● **Information given**
>>

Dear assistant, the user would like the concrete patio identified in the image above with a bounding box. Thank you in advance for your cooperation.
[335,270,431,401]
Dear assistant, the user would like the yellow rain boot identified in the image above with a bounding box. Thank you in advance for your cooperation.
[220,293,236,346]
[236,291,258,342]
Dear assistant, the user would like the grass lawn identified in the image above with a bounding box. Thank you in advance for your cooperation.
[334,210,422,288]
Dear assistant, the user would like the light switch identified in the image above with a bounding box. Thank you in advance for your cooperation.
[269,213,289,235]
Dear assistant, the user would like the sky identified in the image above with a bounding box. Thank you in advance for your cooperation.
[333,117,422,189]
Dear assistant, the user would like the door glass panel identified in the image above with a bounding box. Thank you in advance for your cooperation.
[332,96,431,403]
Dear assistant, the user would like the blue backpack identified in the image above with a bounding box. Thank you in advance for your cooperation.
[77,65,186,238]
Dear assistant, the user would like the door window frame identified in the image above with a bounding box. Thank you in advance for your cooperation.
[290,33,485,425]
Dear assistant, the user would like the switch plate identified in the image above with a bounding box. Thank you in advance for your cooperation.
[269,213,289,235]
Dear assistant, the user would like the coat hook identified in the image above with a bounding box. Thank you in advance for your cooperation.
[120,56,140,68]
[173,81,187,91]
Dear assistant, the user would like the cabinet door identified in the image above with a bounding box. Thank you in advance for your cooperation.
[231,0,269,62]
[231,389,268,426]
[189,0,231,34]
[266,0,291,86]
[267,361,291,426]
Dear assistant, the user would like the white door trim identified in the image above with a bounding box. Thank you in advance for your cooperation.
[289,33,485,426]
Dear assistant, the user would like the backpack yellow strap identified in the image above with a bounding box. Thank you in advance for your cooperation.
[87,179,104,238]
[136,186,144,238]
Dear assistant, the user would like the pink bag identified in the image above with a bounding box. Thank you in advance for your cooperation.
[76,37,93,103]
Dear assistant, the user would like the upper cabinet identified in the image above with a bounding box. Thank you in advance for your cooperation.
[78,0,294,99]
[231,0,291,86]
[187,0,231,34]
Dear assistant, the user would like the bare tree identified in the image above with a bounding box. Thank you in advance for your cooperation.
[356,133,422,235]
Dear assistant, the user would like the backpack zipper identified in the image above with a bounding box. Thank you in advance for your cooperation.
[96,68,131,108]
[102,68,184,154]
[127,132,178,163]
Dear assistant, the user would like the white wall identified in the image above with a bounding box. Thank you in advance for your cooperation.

<<

● **Short problem**
Please write out all of the lines above again, word for word and in the same order.

● **Exercise result**
Dear assistant, the user would like the concrete patio identified in the image above with a bounding box. Thank you in advance for your cooperation.
[335,270,431,401]
Dear assistant, the user would like the yellow rain boot identified in the image above with a bounding box. Thank you in advance for your cooperation.
[220,293,236,346]
[236,291,258,342]
Dear assistant, the user would like the grass lawn identified in the image above with a bounding box. Thank you in advance for your cooperation.
[334,210,422,288]
Dear assistant, the user would like the light switch identified in the image above with a bounding box. Thank you in advance for your cooperation.
[269,213,289,235]
Dear assistant, the user would like the sky identified in the image above with a bounding box. Thank you in advance for your cooperation.
[333,117,422,189]
Dear assistant, the user would like the door glass panel identified in the image above with a bounding box. Thank you in advance for your cooperation.
[332,96,431,403]
Dear assistant, the user would like the blue backpack identified in the image above with a bounding box. Thank you in advance for your cooperation.
[77,65,186,238]
Dear assistant, the user would like the door window frame identified in the image above with a bounding box. Thank you in advance for your cooperation.
[290,33,485,425]
Dear assistant, the user would like the switch plate identified in the image above with a bounding box. Thank you in advance for your cooperation.
[269,213,289,235]
Dear assistant, the user would like the coat hook identified in the image above with a bounding box. Thank you in advance for your cooperation.
[120,56,140,68]
[173,81,187,91]
Dear assistant, the user would like the cabinet door identified in the image above with a bounding box. Thank you in advance for your cooperation.
[231,0,269,62]
[231,389,268,426]
[189,0,231,34]
[266,0,291,86]
[267,361,291,426]
Dear assistant, the user would like the white door trim identified in the image above with a bounding box. Thank you in advance for your cooperation.
[289,33,485,426]
Dear assistant, the user would like the backpack yellow strap identified in the image above with a bounding box. Thank you in advance for your cooperation.
[87,179,104,238]
[136,186,144,238]
Dear assistant, the user would like the pink bag identified in the image above with a bounding box. Thank you in advance for your cooperation.
[76,37,93,103]
Dear assistant, the user would like the upper cabinet identified in the image above with a bounding box. Thank you in advance for your cooperation.
[78,0,294,99]
[231,0,291,86]
[187,0,231,34]
Dear assistant, the user would like the bare tree identified in the image above with a bounding box. Thank you in advance for your cooperation.
[356,133,422,235]
Dear assistant, the user would like the backpack zipper identified in the image above with a bounding box. Thank you in advance for your cooperation.
[96,68,131,108]
[102,68,184,154]
[127,132,178,163]
Dear assistant, the user would like the white wall identified in the image above with a bounding box. Thank you in advance for your cooperation.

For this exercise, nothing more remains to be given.